(Record set begins)
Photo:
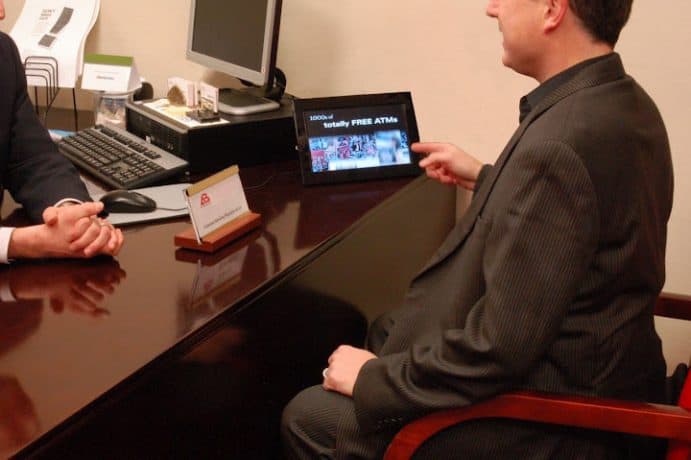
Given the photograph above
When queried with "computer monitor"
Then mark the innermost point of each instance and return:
(238, 38)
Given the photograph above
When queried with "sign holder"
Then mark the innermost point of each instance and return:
(219, 212)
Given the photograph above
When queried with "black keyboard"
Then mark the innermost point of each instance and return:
(118, 158)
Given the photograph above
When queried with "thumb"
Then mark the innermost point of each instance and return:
(50, 216)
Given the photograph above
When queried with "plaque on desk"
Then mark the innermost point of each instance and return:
(219, 211)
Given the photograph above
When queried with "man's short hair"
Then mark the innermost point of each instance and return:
(604, 19)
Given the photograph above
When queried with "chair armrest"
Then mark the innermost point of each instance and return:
(656, 420)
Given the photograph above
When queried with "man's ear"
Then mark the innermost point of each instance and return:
(555, 11)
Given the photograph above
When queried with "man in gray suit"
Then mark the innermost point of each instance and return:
(547, 283)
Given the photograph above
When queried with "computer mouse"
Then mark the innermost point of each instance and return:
(117, 201)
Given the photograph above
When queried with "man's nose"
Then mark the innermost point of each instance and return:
(492, 8)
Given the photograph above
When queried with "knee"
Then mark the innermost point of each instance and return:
(295, 423)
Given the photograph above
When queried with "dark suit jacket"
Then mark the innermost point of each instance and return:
(548, 281)
(31, 167)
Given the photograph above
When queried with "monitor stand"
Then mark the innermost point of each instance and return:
(242, 102)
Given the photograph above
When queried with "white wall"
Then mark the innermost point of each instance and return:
(444, 51)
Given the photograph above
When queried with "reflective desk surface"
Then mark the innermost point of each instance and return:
(165, 350)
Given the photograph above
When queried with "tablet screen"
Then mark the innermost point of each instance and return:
(350, 138)
(370, 137)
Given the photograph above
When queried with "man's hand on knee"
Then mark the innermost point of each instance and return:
(344, 366)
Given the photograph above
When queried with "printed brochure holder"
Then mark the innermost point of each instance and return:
(219, 211)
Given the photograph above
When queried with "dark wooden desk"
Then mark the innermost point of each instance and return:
(195, 355)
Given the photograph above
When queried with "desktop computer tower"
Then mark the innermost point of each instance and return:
(209, 147)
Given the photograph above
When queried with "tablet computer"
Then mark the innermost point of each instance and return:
(354, 138)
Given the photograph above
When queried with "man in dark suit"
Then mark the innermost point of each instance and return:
(547, 283)
(42, 180)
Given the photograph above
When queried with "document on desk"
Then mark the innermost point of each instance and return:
(54, 29)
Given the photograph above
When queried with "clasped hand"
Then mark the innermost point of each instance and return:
(69, 232)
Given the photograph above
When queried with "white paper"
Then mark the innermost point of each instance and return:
(57, 29)
(217, 205)
(111, 78)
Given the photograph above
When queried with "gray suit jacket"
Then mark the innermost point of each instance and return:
(549, 280)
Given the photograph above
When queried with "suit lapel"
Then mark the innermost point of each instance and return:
(599, 73)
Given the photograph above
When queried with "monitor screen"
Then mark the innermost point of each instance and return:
(236, 37)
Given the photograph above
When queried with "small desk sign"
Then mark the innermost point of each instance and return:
(219, 211)
(112, 74)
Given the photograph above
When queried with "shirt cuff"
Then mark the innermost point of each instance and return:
(5, 236)
(67, 201)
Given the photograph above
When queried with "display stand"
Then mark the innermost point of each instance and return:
(45, 68)
(219, 238)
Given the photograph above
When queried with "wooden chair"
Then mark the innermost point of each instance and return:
(656, 420)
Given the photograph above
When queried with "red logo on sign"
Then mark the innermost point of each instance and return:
(205, 200)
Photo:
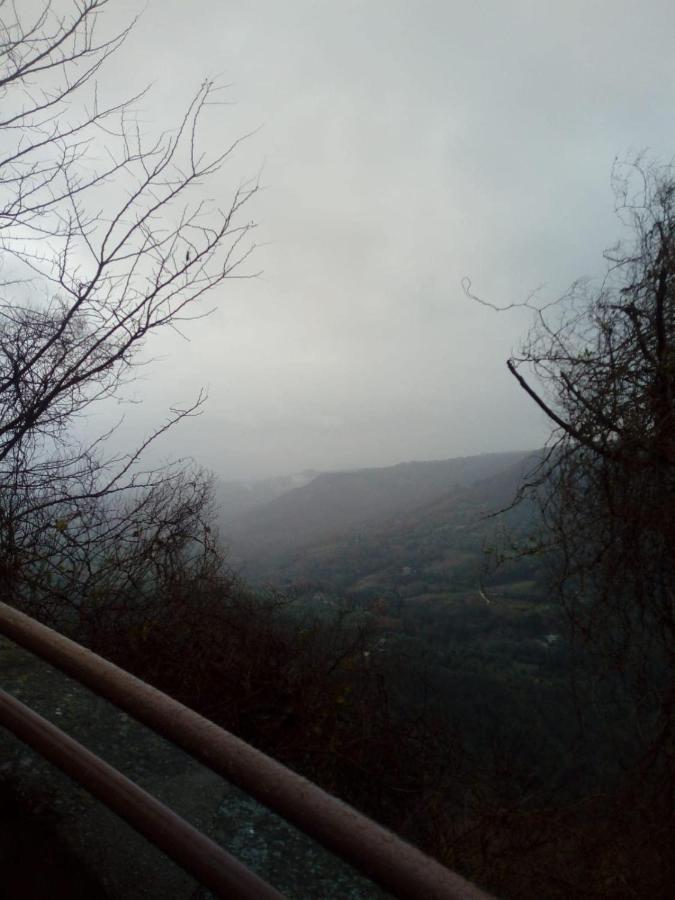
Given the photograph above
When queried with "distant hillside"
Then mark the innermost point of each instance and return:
(432, 549)
(332, 503)
(234, 498)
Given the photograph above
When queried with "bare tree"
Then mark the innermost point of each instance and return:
(105, 238)
(600, 363)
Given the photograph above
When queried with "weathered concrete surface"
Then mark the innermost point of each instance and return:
(125, 864)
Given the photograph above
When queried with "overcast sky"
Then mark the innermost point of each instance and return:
(402, 146)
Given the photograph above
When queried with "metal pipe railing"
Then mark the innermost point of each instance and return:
(386, 859)
(210, 864)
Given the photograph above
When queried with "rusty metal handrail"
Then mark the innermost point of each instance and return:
(211, 865)
(386, 859)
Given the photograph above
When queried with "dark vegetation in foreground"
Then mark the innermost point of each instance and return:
(444, 701)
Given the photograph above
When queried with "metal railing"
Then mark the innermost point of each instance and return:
(383, 857)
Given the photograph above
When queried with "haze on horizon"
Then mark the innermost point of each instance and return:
(401, 148)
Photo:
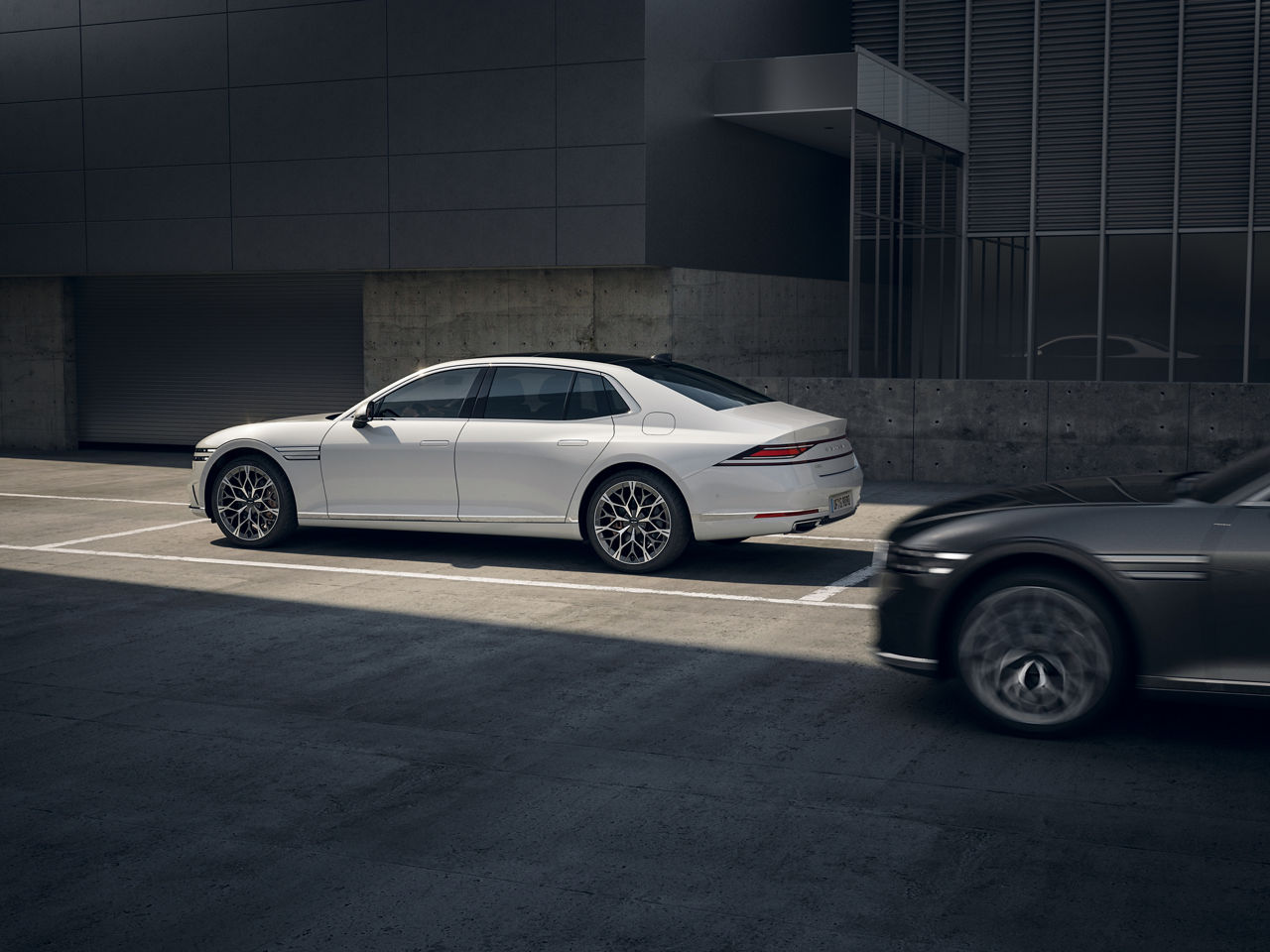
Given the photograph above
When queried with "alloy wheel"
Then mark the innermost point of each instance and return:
(1035, 656)
(248, 503)
(633, 522)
(Record set ends)
• **Exercise**:
The expected output is one number: how many lines of the data above hold the string "screen".

• **Task answer**:
2